◆ **Data**
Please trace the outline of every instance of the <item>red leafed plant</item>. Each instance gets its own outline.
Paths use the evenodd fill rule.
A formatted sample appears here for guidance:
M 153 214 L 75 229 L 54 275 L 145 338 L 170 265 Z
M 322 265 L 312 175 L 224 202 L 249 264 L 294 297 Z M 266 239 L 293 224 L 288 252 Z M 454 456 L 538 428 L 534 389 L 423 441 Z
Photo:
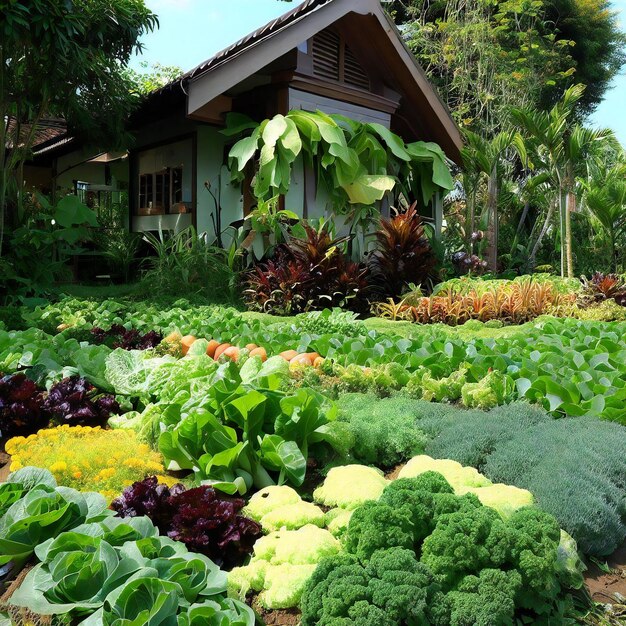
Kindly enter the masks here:
M 332 307 L 363 310 L 367 269 L 344 254 L 346 238 L 333 239 L 326 228 L 305 225 L 305 230 L 306 239 L 292 237 L 248 274 L 248 307 L 278 315 Z
M 380 221 L 368 262 L 372 300 L 398 298 L 410 283 L 425 286 L 435 277 L 436 258 L 415 206 Z
M 626 282 L 617 274 L 596 272 L 590 279 L 583 277 L 583 293 L 594 302 L 613 299 L 626 306 Z
M 127 487 L 111 508 L 120 517 L 149 517 L 171 539 L 229 569 L 243 563 L 262 534 L 260 524 L 239 514 L 244 504 L 208 485 L 170 488 L 151 476 Z

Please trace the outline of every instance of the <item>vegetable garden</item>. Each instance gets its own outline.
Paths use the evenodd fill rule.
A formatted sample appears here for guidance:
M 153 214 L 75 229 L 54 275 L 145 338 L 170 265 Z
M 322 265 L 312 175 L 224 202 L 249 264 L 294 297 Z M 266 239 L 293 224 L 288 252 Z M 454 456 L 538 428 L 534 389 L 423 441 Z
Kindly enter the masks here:
M 623 322 L 5 320 L 7 624 L 623 619 L 583 578 L 626 539 Z

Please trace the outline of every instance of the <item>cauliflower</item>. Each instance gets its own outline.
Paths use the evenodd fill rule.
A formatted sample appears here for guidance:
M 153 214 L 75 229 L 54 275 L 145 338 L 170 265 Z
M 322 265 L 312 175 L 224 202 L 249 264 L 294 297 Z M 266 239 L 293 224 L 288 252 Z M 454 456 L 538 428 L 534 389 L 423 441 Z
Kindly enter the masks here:
M 457 493 L 473 493 L 484 506 L 498 511 L 503 519 L 511 517 L 517 509 L 532 506 L 535 502 L 530 491 L 502 483 L 487 487 L 460 487 L 457 489 Z
M 335 508 L 326 513 L 326 528 L 330 533 L 338 538 L 343 537 L 348 529 L 348 523 L 354 511 L 348 509 Z
M 398 474 L 398 478 L 414 478 L 423 472 L 439 472 L 455 492 L 467 487 L 487 487 L 491 481 L 473 467 L 463 467 L 457 461 L 433 459 L 426 454 L 414 456 Z
M 307 524 L 324 526 L 324 511 L 305 502 L 291 487 L 265 487 L 255 493 L 243 509 L 244 515 L 259 522 L 271 532 L 286 528 L 295 530 Z
M 289 609 L 300 604 L 307 582 L 313 576 L 317 564 L 270 566 L 265 575 L 264 589 L 259 595 L 261 606 L 266 609 Z
M 281 528 L 295 530 L 307 524 L 313 524 L 322 528 L 324 522 L 324 511 L 304 500 L 300 500 L 296 504 L 280 506 L 274 511 L 266 513 L 261 518 L 261 526 L 266 531 L 279 530 Z
M 378 500 L 388 484 L 379 469 L 343 465 L 328 472 L 324 483 L 313 492 L 313 499 L 326 506 L 356 509 L 368 500 Z
M 298 495 L 298 492 L 291 487 L 287 487 L 286 485 L 281 487 L 265 487 L 261 489 L 261 491 L 257 491 L 250 498 L 242 514 L 261 523 L 261 519 L 264 515 L 280 507 L 289 504 L 299 504 L 300 502 L 302 502 L 302 498 Z
M 259 602 L 266 609 L 297 606 L 318 562 L 340 550 L 337 539 L 312 524 L 270 533 L 254 545 L 249 565 L 228 574 L 228 593 L 243 599 L 250 590 L 260 592 Z
M 263 559 L 272 565 L 311 564 L 335 554 L 340 547 L 327 530 L 309 524 L 298 530 L 278 530 L 261 537 L 254 544 L 253 560 Z

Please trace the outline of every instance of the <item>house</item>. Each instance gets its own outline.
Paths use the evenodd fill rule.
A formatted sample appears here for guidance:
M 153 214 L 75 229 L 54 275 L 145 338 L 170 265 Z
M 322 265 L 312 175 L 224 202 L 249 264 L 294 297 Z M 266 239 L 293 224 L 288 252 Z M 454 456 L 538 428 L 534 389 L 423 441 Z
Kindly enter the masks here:
M 38 147 L 31 172 L 41 179 L 48 168 L 51 185 L 83 194 L 127 191 L 132 230 L 193 224 L 212 236 L 213 196 L 224 226 L 253 205 L 230 184 L 226 114 L 261 120 L 294 108 L 375 121 L 460 159 L 458 128 L 379 0 L 306 0 L 150 94 L 131 120 L 128 154 L 57 137 Z M 284 205 L 309 218 L 326 210 L 301 164 Z M 439 195 L 425 217 L 440 226 L 441 213 Z

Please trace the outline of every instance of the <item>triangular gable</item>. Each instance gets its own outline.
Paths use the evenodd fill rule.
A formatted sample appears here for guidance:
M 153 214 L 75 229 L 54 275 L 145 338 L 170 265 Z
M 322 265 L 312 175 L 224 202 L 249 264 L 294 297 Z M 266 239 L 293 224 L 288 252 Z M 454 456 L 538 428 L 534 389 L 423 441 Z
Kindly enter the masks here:
M 372 52 L 374 47 L 373 54 L 385 63 L 385 71 L 402 85 L 404 117 L 410 116 L 413 127 L 419 126 L 424 137 L 439 143 L 458 162 L 459 130 L 379 0 L 308 0 L 251 33 L 185 75 L 188 115 L 194 116 L 207 103 L 346 16 L 358 22 L 355 43 L 359 37 L 366 39 L 363 48 Z

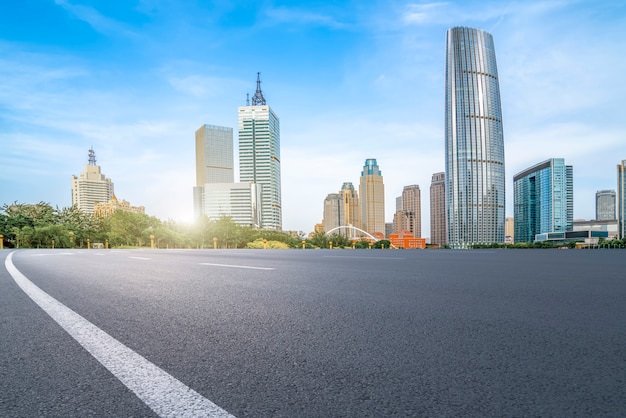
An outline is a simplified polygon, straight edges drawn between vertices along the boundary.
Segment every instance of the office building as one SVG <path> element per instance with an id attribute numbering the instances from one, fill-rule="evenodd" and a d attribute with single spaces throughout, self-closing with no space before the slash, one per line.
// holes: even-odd
<path id="1" fill-rule="evenodd" d="M 229 217 L 237 225 L 258 228 L 260 191 L 254 183 L 205 183 L 202 214 L 210 220 Z"/>
<path id="2" fill-rule="evenodd" d="M 626 238 L 626 160 L 617 165 L 617 233 Z"/>
<path id="3" fill-rule="evenodd" d="M 513 177 L 515 242 L 573 230 L 573 179 L 573 168 L 563 158 L 543 161 Z"/>
<path id="4" fill-rule="evenodd" d="M 403 230 L 415 238 L 422 237 L 422 197 L 420 186 L 413 184 L 402 189 Z"/>
<path id="5" fill-rule="evenodd" d="M 596 221 L 614 221 L 616 219 L 615 190 L 596 192 Z"/>
<path id="6" fill-rule="evenodd" d="M 433 174 L 430 180 L 430 243 L 444 247 L 448 243 L 446 229 L 446 173 Z"/>
<path id="7" fill-rule="evenodd" d="M 261 227 L 282 229 L 280 124 L 261 91 L 260 73 L 252 104 L 239 107 L 239 181 L 261 192 Z"/>
<path id="8" fill-rule="evenodd" d="M 340 226 L 345 226 L 344 206 L 342 196 L 339 193 L 330 193 L 324 199 L 324 232 L 330 232 L 331 230 Z M 343 231 L 334 231 L 335 233 L 342 233 Z"/>
<path id="9" fill-rule="evenodd" d="M 341 185 L 341 200 L 343 202 L 344 212 L 344 224 L 346 226 L 353 226 L 355 228 L 361 228 L 359 194 L 354 189 L 354 185 L 351 182 L 345 182 Z M 347 231 L 347 236 L 355 238 L 358 236 L 356 231 Z"/>
<path id="10" fill-rule="evenodd" d="M 205 184 L 234 183 L 233 162 L 233 128 L 202 125 L 196 131 L 196 218 L 204 213 Z"/>
<path id="11" fill-rule="evenodd" d="M 515 220 L 511 216 L 506 217 L 504 228 L 504 242 L 513 244 L 515 242 Z"/>
<path id="12" fill-rule="evenodd" d="M 365 160 L 359 183 L 361 225 L 368 233 L 385 236 L 385 186 L 375 159 Z M 393 227 L 392 227 L 393 228 Z"/>
<path id="13" fill-rule="evenodd" d="M 492 36 L 448 29 L 445 65 L 448 244 L 504 241 L 502 110 Z"/>
<path id="14" fill-rule="evenodd" d="M 79 177 L 72 176 L 72 206 L 81 212 L 93 214 L 94 203 L 109 202 L 113 198 L 113 182 L 96 165 L 96 152 L 89 149 L 88 163 Z"/>

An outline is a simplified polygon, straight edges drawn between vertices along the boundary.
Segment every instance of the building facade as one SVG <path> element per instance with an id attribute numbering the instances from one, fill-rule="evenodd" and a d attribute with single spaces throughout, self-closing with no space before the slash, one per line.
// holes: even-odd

◆ **Work required**
Search the records for the string "Each" and return every line in which it occurs.

◆ **Your response**
Please trace the outline of every instance of the <item>red leafed plant</item>. Each instance gets its own outline.
Please trace the outline of every instance of the <item>vegetable garden</item>. Each instance gets its own outline.
Please trace the outline of every instance of the <item>cauliflower</item>. Each instance gets its own outline.
Please trace the outline of every instance of the <item>house</item>. Each instance gets its own outline.
Please trace the outline of every instance of the <item>triangular gable</item>. Each instance gets its own outline.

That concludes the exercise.